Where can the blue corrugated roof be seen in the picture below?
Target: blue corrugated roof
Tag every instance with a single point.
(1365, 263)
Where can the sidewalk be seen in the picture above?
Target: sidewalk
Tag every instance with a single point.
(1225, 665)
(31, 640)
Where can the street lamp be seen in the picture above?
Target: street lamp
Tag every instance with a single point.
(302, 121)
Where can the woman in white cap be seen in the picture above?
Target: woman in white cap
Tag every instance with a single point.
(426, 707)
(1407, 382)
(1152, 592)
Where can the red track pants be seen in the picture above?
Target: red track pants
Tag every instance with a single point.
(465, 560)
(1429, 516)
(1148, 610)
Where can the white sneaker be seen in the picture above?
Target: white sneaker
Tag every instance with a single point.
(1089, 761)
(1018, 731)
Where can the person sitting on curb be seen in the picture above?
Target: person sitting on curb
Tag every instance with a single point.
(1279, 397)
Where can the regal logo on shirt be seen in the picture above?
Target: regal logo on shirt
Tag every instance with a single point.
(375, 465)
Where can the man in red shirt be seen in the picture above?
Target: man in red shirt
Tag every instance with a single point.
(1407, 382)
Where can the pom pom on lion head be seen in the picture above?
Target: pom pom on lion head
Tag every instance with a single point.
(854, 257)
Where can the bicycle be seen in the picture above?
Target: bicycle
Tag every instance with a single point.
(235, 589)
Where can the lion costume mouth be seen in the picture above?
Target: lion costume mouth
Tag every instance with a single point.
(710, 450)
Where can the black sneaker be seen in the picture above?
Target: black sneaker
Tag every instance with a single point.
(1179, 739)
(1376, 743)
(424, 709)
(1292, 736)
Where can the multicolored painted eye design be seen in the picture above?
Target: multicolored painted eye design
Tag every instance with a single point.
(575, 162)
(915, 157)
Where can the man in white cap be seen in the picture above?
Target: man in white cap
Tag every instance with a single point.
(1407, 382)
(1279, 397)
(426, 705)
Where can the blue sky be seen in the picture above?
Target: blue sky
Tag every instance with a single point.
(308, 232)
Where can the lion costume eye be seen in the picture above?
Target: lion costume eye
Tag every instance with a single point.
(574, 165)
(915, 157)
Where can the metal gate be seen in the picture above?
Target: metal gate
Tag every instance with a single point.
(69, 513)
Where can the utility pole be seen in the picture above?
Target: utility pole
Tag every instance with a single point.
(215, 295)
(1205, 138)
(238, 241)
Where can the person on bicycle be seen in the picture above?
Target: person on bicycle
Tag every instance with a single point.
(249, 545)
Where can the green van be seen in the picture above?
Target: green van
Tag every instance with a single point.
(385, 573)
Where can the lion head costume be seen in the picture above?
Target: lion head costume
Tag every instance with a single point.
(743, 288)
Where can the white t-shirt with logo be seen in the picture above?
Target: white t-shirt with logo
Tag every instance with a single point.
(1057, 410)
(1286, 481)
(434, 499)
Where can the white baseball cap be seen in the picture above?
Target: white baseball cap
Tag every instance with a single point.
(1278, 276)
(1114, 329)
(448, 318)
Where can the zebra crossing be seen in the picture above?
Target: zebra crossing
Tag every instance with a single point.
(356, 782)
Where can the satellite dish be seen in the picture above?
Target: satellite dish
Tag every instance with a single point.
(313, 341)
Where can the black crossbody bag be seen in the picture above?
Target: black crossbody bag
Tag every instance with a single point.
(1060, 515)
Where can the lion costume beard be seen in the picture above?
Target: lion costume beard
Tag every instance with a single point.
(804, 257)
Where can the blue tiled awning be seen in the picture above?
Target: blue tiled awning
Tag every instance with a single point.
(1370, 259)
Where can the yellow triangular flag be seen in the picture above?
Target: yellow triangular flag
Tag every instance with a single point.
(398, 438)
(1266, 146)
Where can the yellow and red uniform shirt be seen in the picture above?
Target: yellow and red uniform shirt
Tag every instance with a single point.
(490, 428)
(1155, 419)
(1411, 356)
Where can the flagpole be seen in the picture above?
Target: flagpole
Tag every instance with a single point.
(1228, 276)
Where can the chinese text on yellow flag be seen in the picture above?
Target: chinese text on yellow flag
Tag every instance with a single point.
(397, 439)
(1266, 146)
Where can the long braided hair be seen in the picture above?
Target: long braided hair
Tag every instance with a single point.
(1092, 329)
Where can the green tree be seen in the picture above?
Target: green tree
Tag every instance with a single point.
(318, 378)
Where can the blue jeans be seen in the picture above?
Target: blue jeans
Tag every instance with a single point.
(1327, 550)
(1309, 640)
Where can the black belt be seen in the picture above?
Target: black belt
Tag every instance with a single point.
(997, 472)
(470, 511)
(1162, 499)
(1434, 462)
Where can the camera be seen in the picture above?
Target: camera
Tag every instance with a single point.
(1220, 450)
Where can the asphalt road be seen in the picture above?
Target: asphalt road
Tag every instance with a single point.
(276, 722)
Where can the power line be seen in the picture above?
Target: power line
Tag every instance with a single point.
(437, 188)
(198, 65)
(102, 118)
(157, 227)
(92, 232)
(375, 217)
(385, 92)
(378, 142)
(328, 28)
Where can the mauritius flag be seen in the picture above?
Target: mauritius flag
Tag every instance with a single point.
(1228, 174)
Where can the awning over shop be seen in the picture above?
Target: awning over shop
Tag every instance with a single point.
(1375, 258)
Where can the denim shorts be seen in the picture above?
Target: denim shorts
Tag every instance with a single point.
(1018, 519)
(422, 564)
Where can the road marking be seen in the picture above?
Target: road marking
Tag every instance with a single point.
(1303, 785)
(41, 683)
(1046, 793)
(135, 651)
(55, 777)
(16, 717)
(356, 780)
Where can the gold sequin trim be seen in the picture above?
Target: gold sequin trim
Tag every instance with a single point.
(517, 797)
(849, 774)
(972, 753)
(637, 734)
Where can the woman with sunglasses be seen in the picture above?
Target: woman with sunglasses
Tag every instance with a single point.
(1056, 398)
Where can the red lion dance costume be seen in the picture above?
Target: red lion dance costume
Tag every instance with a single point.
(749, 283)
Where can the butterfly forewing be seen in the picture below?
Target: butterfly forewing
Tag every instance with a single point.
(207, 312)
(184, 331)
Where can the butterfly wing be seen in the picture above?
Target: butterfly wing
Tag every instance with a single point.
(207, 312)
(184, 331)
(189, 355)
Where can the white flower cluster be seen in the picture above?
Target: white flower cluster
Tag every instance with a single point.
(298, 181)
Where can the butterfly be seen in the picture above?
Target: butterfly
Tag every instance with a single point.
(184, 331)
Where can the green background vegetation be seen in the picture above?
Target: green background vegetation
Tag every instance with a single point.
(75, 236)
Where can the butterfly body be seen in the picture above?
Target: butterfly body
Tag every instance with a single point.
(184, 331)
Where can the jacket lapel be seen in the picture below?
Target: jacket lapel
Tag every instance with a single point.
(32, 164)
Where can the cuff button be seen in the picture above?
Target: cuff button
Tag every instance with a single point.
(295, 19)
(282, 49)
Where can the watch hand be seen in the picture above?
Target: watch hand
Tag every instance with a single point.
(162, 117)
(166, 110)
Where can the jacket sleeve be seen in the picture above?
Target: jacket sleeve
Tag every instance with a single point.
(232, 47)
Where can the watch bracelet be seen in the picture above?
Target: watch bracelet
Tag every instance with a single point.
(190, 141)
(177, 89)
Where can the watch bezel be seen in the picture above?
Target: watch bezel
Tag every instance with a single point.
▬▬▬▬▬▬
### YOUR TASK
Among the entries above, which lines include "triangular"? List them all.

### WRITTEN ANSWER
Where can the yellow triangular flag be seen in the picture above?
Target: yellow triangular flag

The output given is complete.